## DIRECTIONS
Every entry below has to appear again in your reply, word for word, but no picture may.

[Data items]
__________________________________________________
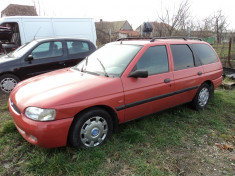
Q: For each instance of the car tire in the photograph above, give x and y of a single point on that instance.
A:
(91, 128)
(202, 97)
(8, 82)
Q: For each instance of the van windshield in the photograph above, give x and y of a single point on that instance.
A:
(23, 49)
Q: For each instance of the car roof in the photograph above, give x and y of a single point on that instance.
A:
(60, 38)
(159, 40)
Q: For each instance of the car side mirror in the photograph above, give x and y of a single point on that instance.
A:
(139, 74)
(29, 58)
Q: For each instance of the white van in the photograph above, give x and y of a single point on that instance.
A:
(27, 28)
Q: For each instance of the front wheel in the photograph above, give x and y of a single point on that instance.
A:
(202, 97)
(92, 128)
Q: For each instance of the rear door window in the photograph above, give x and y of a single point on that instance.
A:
(204, 53)
(76, 47)
(182, 57)
(154, 60)
(48, 49)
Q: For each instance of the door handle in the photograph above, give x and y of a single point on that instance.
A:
(199, 73)
(167, 80)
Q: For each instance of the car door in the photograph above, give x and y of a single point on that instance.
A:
(144, 96)
(45, 57)
(77, 50)
(188, 73)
__________________________________________________
## EXPECTED OUTPUT
Q: For each instance of the car tire in the photograph above, give x and y of a single point on that instance.
A:
(91, 128)
(202, 97)
(8, 82)
Q: For each instance of the van windshield in the photograph above, give x and y of a single point on that instance.
A:
(23, 49)
Q: For each instance of the car roof in the photograph above, give x and y of a single point on that instance.
A:
(60, 38)
(159, 40)
Q: For each instance of the car side mirror in the photograph above, give x and y of a single point on that instance.
A:
(139, 74)
(29, 58)
Q: For each instance of the white van in the photograph above, give x and y of a single point on that instance.
A:
(27, 28)
Q: For each instance of the front wheel in the photograph above, give x and y of a single point on that instance.
A:
(202, 97)
(92, 128)
Q: For each instance of the rear door window in the photograph above, give x and y of a single point on that instance.
A:
(204, 53)
(76, 47)
(182, 57)
(154, 60)
(48, 49)
Q: For each instance of the door handle in the photograph above, give x and y of a single point on that instance.
A:
(199, 73)
(167, 80)
Q: For each instance of the car door in the photograph above, give x and y of a single point on that instance.
A:
(144, 96)
(45, 57)
(77, 50)
(188, 73)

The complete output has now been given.